◆ **Что требуется**:
1. Перепиши листинг от самого начала до строки с «70 112 L 70» включительно, заменив «leaning fence plank» на «tilted fence board» и оставив всё прочее без изменений. Картинки в ответ не включай.
2. Продолжи отрывок о репинских обедах в «Пенатах», начав сразу после последнего приведенного предложения.
═════ Фрагмент страницы ═════
Как уже сказано выше, в его «Пенатах» каждую среду ворота были широко раскрыты для всех. Каждый желающий мог прийти в этот день к нему в гости после трех часов, и почти каждого угощал он обедом.

Обеды в «Пенатах» были особенные, и о них одно время желтая петербургская пресса кричала гораздо больше, чем о репинских картинах: то были пресловутые «обеды из сена».

_________________

1 «Нива», 1914, № 29, с. 571.

504

Жена Репина, Наталья Борисовна Нордман-Северова, ярая пропагандистка вегетарианской еды, угощала не только его, но и всех его гостей каким-то наваром из трав. Эти-то супы из сена приобрели большую популярность в обывательских массах. Многие приезжали к Репину не столько для того, чтобы побывать у него в мастерской, сколько для того, чтобы отведать его знаменитое «сено». Помню, как Дорошевич, князь Барятинский и артистка Яворская привезли с собою в «Пенаты» ветчину и тайно от Репина ели ее тотчас же после обеда, хотя репинские обеды были и обильны и сытны.
═════ Исходные данные ═════
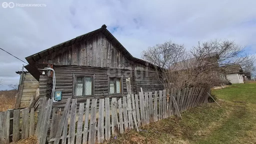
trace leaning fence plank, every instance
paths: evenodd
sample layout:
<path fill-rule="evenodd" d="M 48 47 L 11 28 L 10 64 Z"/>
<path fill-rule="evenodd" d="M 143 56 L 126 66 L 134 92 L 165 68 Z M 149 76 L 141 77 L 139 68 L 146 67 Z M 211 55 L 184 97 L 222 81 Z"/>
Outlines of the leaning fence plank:
<path fill-rule="evenodd" d="M 70 112 L 70 123 L 69 130 L 68 132 L 68 143 L 71 144 L 75 143 L 75 134 L 76 132 L 76 115 L 77 107 L 77 99 L 72 99 L 71 111 Z"/>
<path fill-rule="evenodd" d="M 42 106 L 41 108 L 41 111 L 39 112 L 39 116 L 38 117 L 39 118 L 37 120 L 38 122 L 37 124 L 36 128 L 36 131 L 35 132 L 35 135 L 36 136 L 38 135 L 38 132 L 39 130 L 41 128 L 40 127 L 41 126 L 41 122 L 42 121 L 42 120 L 44 118 L 44 117 L 43 116 L 44 114 L 42 115 L 42 114 L 44 114 L 45 110 L 46 110 L 45 108 L 45 104 L 47 100 L 47 98 L 45 97 L 44 98 L 44 99 L 43 100 L 43 102 L 42 104 Z"/>
<path fill-rule="evenodd" d="M 152 92 L 148 93 L 149 96 L 149 117 L 150 123 L 154 122 L 154 111 L 153 108 L 153 98 L 152 97 Z"/>
<path fill-rule="evenodd" d="M 14 109 L 9 109 L 7 110 L 10 111 L 10 127 L 9 128 L 9 134 L 10 135 L 13 134 L 13 111 Z"/>
<path fill-rule="evenodd" d="M 137 130 L 137 131 L 138 132 L 139 129 L 138 128 L 138 125 L 137 124 L 137 121 L 136 120 L 136 110 L 135 110 L 135 104 L 134 102 L 134 96 L 133 95 L 133 94 L 131 94 L 131 95 L 132 96 L 132 99 L 133 99 L 133 100 L 132 100 L 133 108 L 134 108 L 134 109 L 132 109 L 132 116 L 133 117 L 133 120 L 134 121 L 134 124 L 135 126 L 135 128 L 136 129 L 136 130 Z"/>
<path fill-rule="evenodd" d="M 117 116 L 117 105 L 116 98 L 112 98 L 111 101 L 111 118 L 112 135 L 113 136 L 117 136 L 119 133 L 118 118 Z"/>
<path fill-rule="evenodd" d="M 89 137 L 88 143 L 94 144 L 96 139 L 96 126 L 97 121 L 96 121 L 96 110 L 97 109 L 97 99 L 92 100 L 92 104 L 91 106 L 91 119 L 90 120 L 90 125 L 89 128 Z"/>
<path fill-rule="evenodd" d="M 20 110 L 19 109 L 14 110 L 13 112 L 13 141 L 14 142 L 17 141 L 19 140 L 20 117 Z"/>
<path fill-rule="evenodd" d="M 129 129 L 133 129 L 133 124 L 132 120 L 132 112 L 131 105 L 131 95 L 127 95 L 127 108 L 128 110 L 128 118 L 129 120 Z"/>
<path fill-rule="evenodd" d="M 166 117 L 168 117 L 168 112 L 169 110 L 169 102 L 170 101 L 170 90 L 167 90 L 166 96 Z"/>
<path fill-rule="evenodd" d="M 150 123 L 149 108 L 148 108 L 148 93 L 145 92 L 145 117 L 146 118 L 146 123 L 147 125 Z"/>
<path fill-rule="evenodd" d="M 177 102 L 177 106 L 178 108 L 179 109 L 179 103 L 180 99 L 180 89 L 179 89 L 178 90 L 178 94 L 177 95 L 177 98 L 176 99 L 176 101 Z"/>
<path fill-rule="evenodd" d="M 10 135 L 10 111 L 0 112 L 0 143 L 9 143 Z"/>
<path fill-rule="evenodd" d="M 120 133 L 122 133 L 124 132 L 124 121 L 123 120 L 123 109 L 122 108 L 122 98 L 120 98 L 119 99 L 118 102 L 120 124 L 119 126 L 120 128 Z"/>
<path fill-rule="evenodd" d="M 106 117 L 105 118 L 105 139 L 108 140 L 110 138 L 110 117 L 109 110 L 109 98 L 105 98 Z M 84 143 L 83 142 L 83 143 Z"/>
<path fill-rule="evenodd" d="M 157 116 L 157 92 L 155 91 L 154 95 L 154 122 L 156 122 L 158 120 Z"/>
<path fill-rule="evenodd" d="M 103 99 L 103 100 L 104 99 Z M 104 109 L 104 104 L 103 104 L 103 109 Z M 78 110 L 78 119 L 77 121 L 77 137 L 76 140 L 76 144 L 81 144 L 82 142 L 82 134 L 83 130 L 83 109 L 84 104 L 80 103 L 79 105 Z M 104 114 L 103 114 L 103 116 Z M 104 139 L 104 137 L 103 137 Z"/>
<path fill-rule="evenodd" d="M 140 95 L 140 105 L 141 108 L 141 125 L 146 125 L 146 117 L 145 116 L 145 107 L 144 106 L 144 96 L 143 93 L 139 92 Z"/>
<path fill-rule="evenodd" d="M 56 134 L 56 137 L 55 138 L 55 140 L 54 141 L 54 144 L 58 144 L 59 142 L 60 141 L 60 136 L 61 134 L 61 133 L 62 132 L 62 129 L 63 128 L 63 125 L 64 125 L 65 120 L 66 119 L 66 116 L 67 113 L 68 112 L 68 110 L 69 109 L 70 99 L 70 98 L 68 99 L 67 102 L 66 102 L 66 104 L 65 105 L 65 107 L 64 108 L 64 110 L 63 111 L 63 112 L 62 114 L 62 117 L 61 117 L 60 122 L 60 124 L 59 125 L 59 127 L 58 128 L 58 130 L 57 131 L 57 133 Z"/>
<path fill-rule="evenodd" d="M 128 122 L 128 115 L 127 115 L 127 106 L 126 103 L 126 97 L 123 97 L 123 107 L 124 108 L 124 131 L 129 129 Z"/>
<path fill-rule="evenodd" d="M 193 88 L 190 88 L 190 89 L 189 89 L 189 93 L 188 93 L 188 97 L 187 98 L 185 110 L 187 110 L 188 109 L 188 105 L 189 104 L 189 99 L 191 96 L 191 93 L 192 93 L 192 91 L 193 90 Z"/>
<path fill-rule="evenodd" d="M 177 90 L 175 88 L 173 89 L 173 98 L 174 99 L 176 99 L 176 98 L 177 97 Z M 173 102 L 172 102 L 173 103 Z M 172 115 L 173 116 L 174 116 L 175 114 L 175 111 L 174 110 L 174 105 L 173 104 L 172 105 L 173 107 L 172 108 Z"/>
<path fill-rule="evenodd" d="M 159 109 L 158 119 L 163 119 L 163 91 L 159 90 Z"/>
<path fill-rule="evenodd" d="M 189 102 L 188 104 L 188 109 L 189 109 L 190 108 L 190 105 L 191 104 L 191 101 L 192 101 L 192 99 L 193 98 L 193 96 L 194 96 L 194 94 L 195 94 L 195 87 L 193 87 L 193 90 L 192 90 L 192 92 L 191 92 L 191 95 L 190 95 L 190 96 L 189 97 Z"/>
<path fill-rule="evenodd" d="M 186 110 L 186 108 L 187 107 L 187 104 L 188 100 L 188 95 L 190 92 L 190 90 L 189 88 L 188 88 L 187 89 L 187 92 L 186 92 L 186 99 L 185 99 L 185 102 L 184 102 L 184 106 L 183 108 L 183 110 Z"/>
<path fill-rule="evenodd" d="M 177 116 L 178 118 L 181 118 L 181 115 L 180 115 L 180 113 L 179 112 L 179 110 L 178 105 L 177 104 L 177 102 L 176 102 L 176 100 L 175 100 L 175 99 L 173 98 L 173 105 L 174 106 L 175 109 L 175 111 L 176 112 L 176 114 L 177 115 Z"/>
<path fill-rule="evenodd" d="M 101 143 L 104 141 L 104 99 L 100 99 L 99 108 L 99 118 L 98 119 L 98 143 Z M 77 143 L 76 143 L 77 144 Z M 80 143 L 79 143 L 79 144 Z"/>
<path fill-rule="evenodd" d="M 49 99 L 47 104 L 47 108 L 46 109 L 47 112 L 46 116 L 45 121 L 45 124 L 44 125 L 43 131 L 42 133 L 43 135 L 42 136 L 41 140 L 41 142 L 39 144 L 45 144 L 46 141 L 46 137 L 47 136 L 47 133 L 48 132 L 48 129 L 50 124 L 50 119 L 51 113 L 52 108 L 52 106 L 53 102 L 51 100 Z"/>
<path fill-rule="evenodd" d="M 84 114 L 84 125 L 83 127 L 83 143 L 87 143 L 87 138 L 88 137 L 88 122 L 89 121 L 89 110 L 90 106 L 90 99 L 86 100 L 86 105 L 85 106 L 85 114 Z M 106 108 L 106 111 L 107 109 Z M 106 117 L 107 117 L 106 111 Z M 106 130 L 107 128 L 107 123 L 106 123 Z"/>
<path fill-rule="evenodd" d="M 166 90 L 163 90 L 163 118 L 166 118 Z"/>
<path fill-rule="evenodd" d="M 137 121 L 138 122 L 138 127 L 140 127 L 141 125 L 141 116 L 140 114 L 140 109 L 139 108 L 139 100 L 138 98 L 138 95 L 135 94 L 135 103 L 136 105 L 136 114 L 137 115 Z"/>
<path fill-rule="evenodd" d="M 131 96 L 132 97 L 132 111 L 134 111 L 134 114 L 135 115 L 135 118 L 134 118 L 134 119 L 135 119 L 136 120 L 136 121 L 137 122 L 137 118 L 136 111 L 136 107 L 135 106 L 135 100 L 134 99 L 134 95 L 133 94 L 132 94 L 131 95 Z M 134 121 L 135 121 L 134 120 Z"/>
<path fill-rule="evenodd" d="M 68 132 L 68 116 L 69 115 L 69 109 L 68 110 L 66 119 L 63 125 L 63 131 L 62 133 L 62 140 L 61 144 L 66 144 L 67 141 L 67 134 Z"/>
<path fill-rule="evenodd" d="M 29 136 L 29 127 L 28 125 L 29 110 L 26 108 L 22 110 L 22 125 L 21 138 L 25 139 Z"/>
<path fill-rule="evenodd" d="M 180 112 L 181 112 L 182 110 L 182 105 L 183 104 L 184 101 L 184 92 L 186 92 L 185 89 L 186 88 L 183 88 L 181 89 L 180 93 L 180 100 L 179 104 L 179 109 Z"/>
<path fill-rule="evenodd" d="M 30 110 L 29 122 L 29 136 L 35 134 L 35 108 L 31 108 Z"/>
<path fill-rule="evenodd" d="M 50 132 L 49 137 L 50 139 L 55 138 L 56 136 L 56 133 L 57 133 L 57 131 L 58 130 L 58 127 L 59 127 L 59 124 L 60 122 L 61 110 L 60 108 L 53 109 L 52 117 L 51 120 L 51 131 Z M 53 143 L 54 142 L 49 142 L 49 143 Z"/>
═════
◆ **Набор ответов**:
1.
trace tilted fence board, every instance
paths: evenodd
sample layout:
<path fill-rule="evenodd" d="M 48 47 L 11 28 L 10 64 Z"/>
<path fill-rule="evenodd" d="M 143 56 L 126 66 L 134 92 L 165 68 Z M 149 76 L 141 77 L 139 68 L 146 67 Z M 211 55 L 184 97 L 222 81 Z"/>
Outlines of the tilted fence board:
<path fill-rule="evenodd" d="M 70 112 L 70 123 L 69 130 L 68 132 L 68 143 L 71 144 L 75 143 L 75 134 L 76 132 L 76 115 L 77 107 L 77 99 L 72 99 L 71 111 Z"/>

2.
Такой же газетной сенсацией был и репинский «круглый стол». Стол был демократический: его средняя часть вращалась на железном винте, и таким образом каждый без помощи слуг мог достать себе любое блюдо — моченые яблоки, соленые огурцы, помидоры, баклажаны, вареную картошку, «куропатку из репы» и тому подобную снедь.

Так как к Репину каждую среду могли приезжать и князья, и рабочие, и миллионеры, и нищие, он, чтобы не было местничества, предлагал гостям жребий, где кому сидеть за этим круглым столом, и часто бывало, что рядом с Репиным сидел землекоп-белорус, а вдали — какой-нибудь знаменитый ученый. Домашняя работница обедала вместе с хозяевами.

В одном из своих писем ко мне он с добрым чувством вспоминает те публичные лекции, те праздники, елки и танцы, которые устраивались одно время в «Пенатах» для местных дворников, садовников, кухарок, прачек, маляров, а также для их детворы.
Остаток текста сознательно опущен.